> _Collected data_
· · · ·

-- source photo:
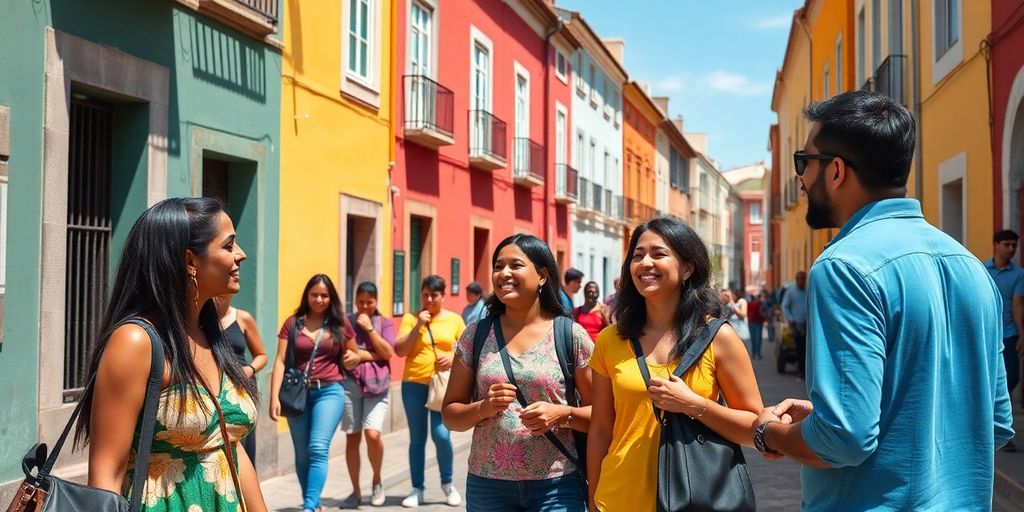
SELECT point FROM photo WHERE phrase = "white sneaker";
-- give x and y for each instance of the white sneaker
(414, 499)
(452, 497)
(378, 497)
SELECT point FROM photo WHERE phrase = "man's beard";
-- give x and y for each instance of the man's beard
(820, 213)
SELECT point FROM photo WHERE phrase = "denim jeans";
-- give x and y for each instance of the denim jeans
(757, 330)
(414, 397)
(562, 494)
(311, 434)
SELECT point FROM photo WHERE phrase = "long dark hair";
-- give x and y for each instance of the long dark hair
(539, 254)
(153, 282)
(697, 299)
(333, 315)
(369, 289)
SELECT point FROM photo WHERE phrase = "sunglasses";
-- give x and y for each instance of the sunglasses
(800, 160)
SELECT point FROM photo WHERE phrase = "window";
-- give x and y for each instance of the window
(839, 65)
(561, 67)
(756, 217)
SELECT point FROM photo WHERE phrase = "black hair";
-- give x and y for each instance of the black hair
(697, 299)
(540, 255)
(1004, 236)
(872, 133)
(572, 273)
(369, 289)
(152, 282)
(333, 316)
(433, 283)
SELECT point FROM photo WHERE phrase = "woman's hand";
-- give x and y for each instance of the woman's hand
(443, 363)
(675, 396)
(540, 417)
(364, 322)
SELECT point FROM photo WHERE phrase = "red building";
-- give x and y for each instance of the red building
(1005, 43)
(477, 137)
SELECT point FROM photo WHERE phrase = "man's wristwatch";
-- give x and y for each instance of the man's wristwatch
(759, 438)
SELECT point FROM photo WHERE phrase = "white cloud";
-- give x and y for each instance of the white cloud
(731, 83)
(670, 84)
(775, 22)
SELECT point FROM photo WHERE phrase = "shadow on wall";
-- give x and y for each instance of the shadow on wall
(235, 64)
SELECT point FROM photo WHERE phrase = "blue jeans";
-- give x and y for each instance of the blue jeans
(311, 434)
(414, 397)
(756, 333)
(562, 494)
(1013, 363)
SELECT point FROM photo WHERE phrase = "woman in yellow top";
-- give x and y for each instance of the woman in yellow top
(666, 299)
(427, 341)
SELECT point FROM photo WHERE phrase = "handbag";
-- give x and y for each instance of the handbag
(697, 469)
(295, 386)
(438, 382)
(45, 493)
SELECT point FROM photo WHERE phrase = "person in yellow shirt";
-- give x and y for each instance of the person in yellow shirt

· · · ·

> _TASK_
Identify the lines in the entries above that contain "person", then copy them out.

> _SOLUTION FOR THIS PROBLEM_
SELECT point FROM photo WHERE phrase = "person in yellow shirt";
-- give x and y for each instance of the person in yellow shirt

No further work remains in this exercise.